# What is being asked:
Can you write out the lines starting at the one containing "# test: mark the bokeh" and ending at the one containing "Target: yellow petal", requests included, with every coordinate in the answers shifted up by 115 and all other numbers left unchanged?

# Extracted material:
<<<<

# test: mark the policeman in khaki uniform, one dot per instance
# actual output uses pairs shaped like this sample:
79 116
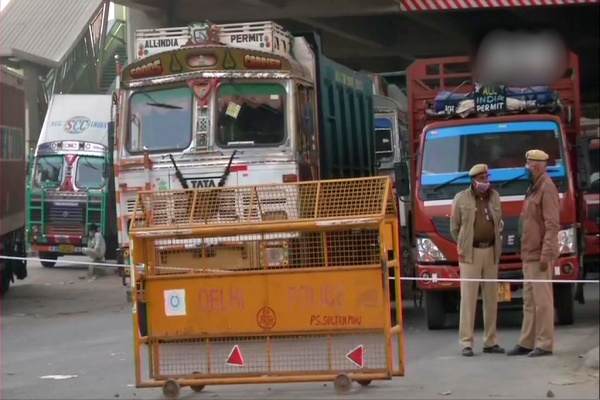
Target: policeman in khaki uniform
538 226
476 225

>>>>
<<<<

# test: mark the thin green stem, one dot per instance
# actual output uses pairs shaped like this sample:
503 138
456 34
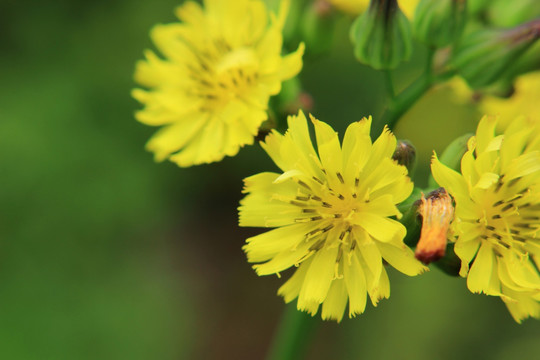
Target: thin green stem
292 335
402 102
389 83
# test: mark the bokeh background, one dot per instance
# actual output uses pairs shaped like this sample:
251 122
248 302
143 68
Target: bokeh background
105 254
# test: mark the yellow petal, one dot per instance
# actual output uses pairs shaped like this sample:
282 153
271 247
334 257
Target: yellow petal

>>>>
<<<<

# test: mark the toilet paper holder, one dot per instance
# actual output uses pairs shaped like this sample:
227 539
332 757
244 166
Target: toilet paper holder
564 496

>>>>

# Exercise solution:
# test: mark the bokeh background, one dot per instance
# actual output uses pairs shaped like this sample:
251 122
248 302
143 68
Target: bokeh background
220 369
# test: mark the yellow petal, one dot per instance
# actual output uses pairs shaped like this sample:
282 153
271 247
334 257
Target: yellow petal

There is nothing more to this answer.